## Exercise requirements
A: In the interview, reproduce the passage word for word, beginning at the words "Gillings was my" and stopping after the words "to food insecurity.".
B: Answer the following questions from the interview:
(i) Which faculty member does the interviewee name as a collaborator at Gillings?
(ii) What does the interviewee hope a future non-profit will provide, and to whom?
(iii) Who performed at the interviewee's first concert?

## Selection
What is your role as a UNC Good Bowls Ambassador?
As an UNC Good Bowls Ambassador, I help promote the product on social and strategize on how the company can connect with UNC students. I create flyers and plan on-campus events for Good Bowls. I also have helped cooking and packing bowls for CJ’s Cupboard. Understanding the process of organization and working with Dr. Alice Ammerman and her team to provide access to healthy, good-tasting, and affordable food to all has been enlightening.
Will you tell us more about your goal of alleviating the burden of malnutrition among children in Vietnam?
My mom shaped her worldview through long talks centered around her life in Vietnam and lessons she learned as a thirteen sibling during the Vietnam War. She is the only sibling who resides in the U.S. She tells and contributes to the community and our family from the stories. For example, my mom would buy vitamins on sale and stock up to ship back to Vietnam to my cousins to disperse children in the countryside who are malnourished. Those anecdotes have taught me to develop a sense of community and a strong desire to give back to my country. I feel the privilege to have everything I need here concerning nutrition. I hope to create my own non-profit to provide vitamin-fortified food to children in Vietnam. Additionally, I have been in the U.S. for a while, and Vietnam has developed significantly. Therefore, I want to partner with organizations in Vietnam to better communicate with the community.
What does “global health” mean to you?
To me, global health is providing adequate and quality healthcare by building a sustainable infrastructure to achieve health equity for all people. It is vital to be humble and immerse myself in the cultures while taking aspects from the experience to contextualize the view of culture to encourage me to learn more about the various factors that affect health within the community.
What drew you to the Gillings School of Global Public Health?
Gillings was my top choice because the school has an outstanding education and faculty. I remember seeing Dr. Alice Ammerman during a poster presentation. I Googled her and found that one of her focuses is on food security work that day; I knew I wanted to obtain my MPH at Gillings to work alongside her, Dr. Alice Ammerman. In addition, I wanted to be surrounded by like-minded individuals who are as passionate about public health as I am.
What is your dream job?
I’m passionate about food insecurity among marginalized population. I specifically want to alleviate food insecurity among the Asian communities through proper nutrition education I believe food insecurity among Asian communities is understudied due to the Minority Myth Model, structural racism, and stereotypes. There are subgroups among the race that are neglected for when it comes to food insecurity.
Who did you see for your first concert?
Man, I feel embarrassed to answer this question, but it was Steve Aoki during my freshman year of high school.

## Material
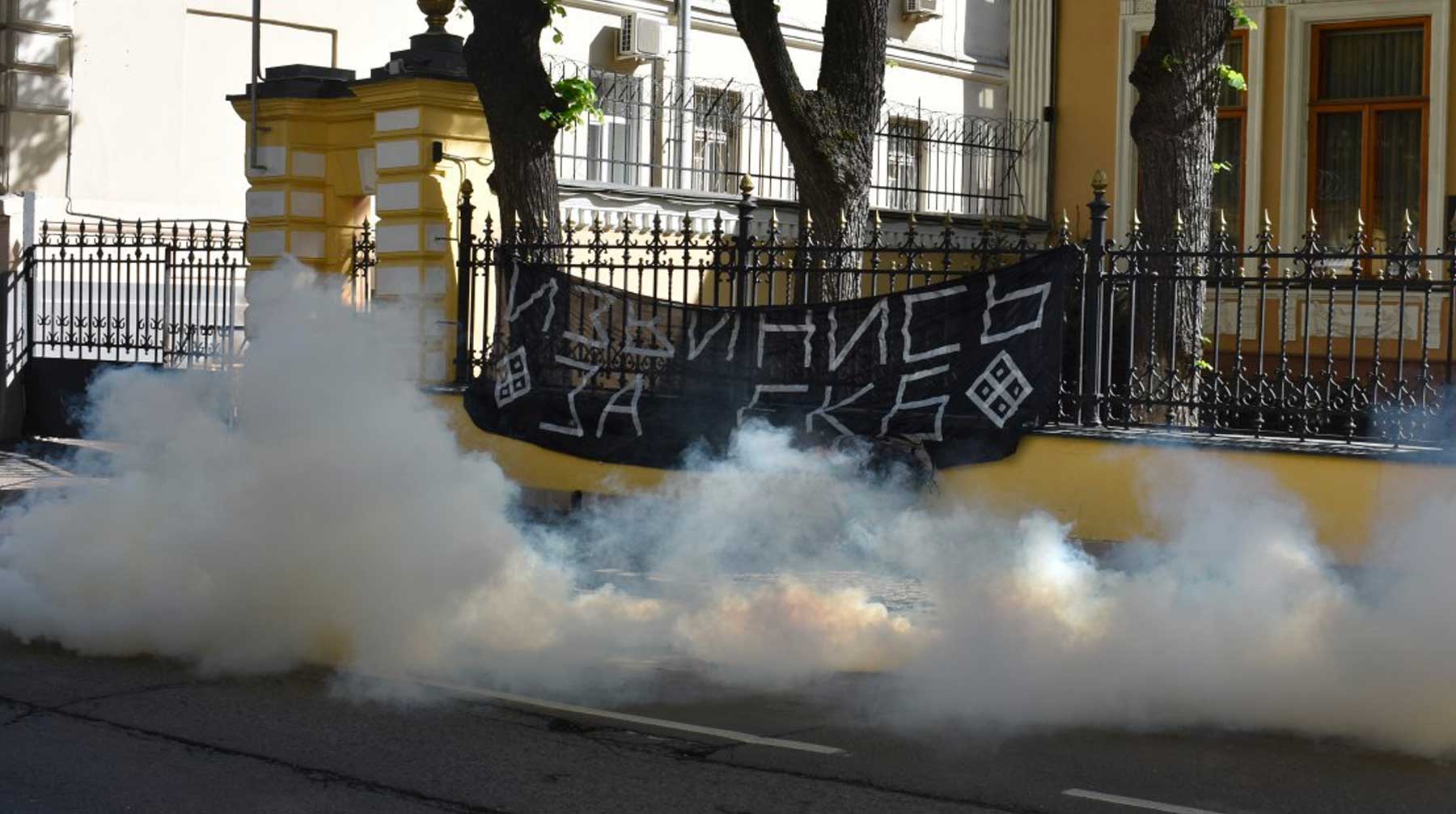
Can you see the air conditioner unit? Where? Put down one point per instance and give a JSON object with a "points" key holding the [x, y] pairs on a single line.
{"points": [[921, 9], [640, 38]]}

## Expected answers
A:
Gillings was my top choice because the school has an outstanding education and faculty. I remember seeing Dr. Alice Ammerman during a poster presentation. I Googled her and found that one of her focuses is on food security work that day; I knew I wanted to obtain my MPH at Gillings to work alongside her, Dr. Alice Ammerman. In addition, I wanted to be surrounded by like-minded individuals who are as passionate about public health as I am.
What is your dream job?
I’m passionate about food insecurity among marginalized population. I specifically want to alleviate food insecurity among the Asian communities through proper nutrition education I believe food insecurity among Asian communities is understudied due to the Minority Myth Model, structural racism, and stereotypes. There are subgroups among the race that are neglected for when it comes to food insecurity.

B:
(i) Dr. Alice Ammerman
(ii) Vitamin-fortified food, to children in Vietnam
(iii) Steve Aoki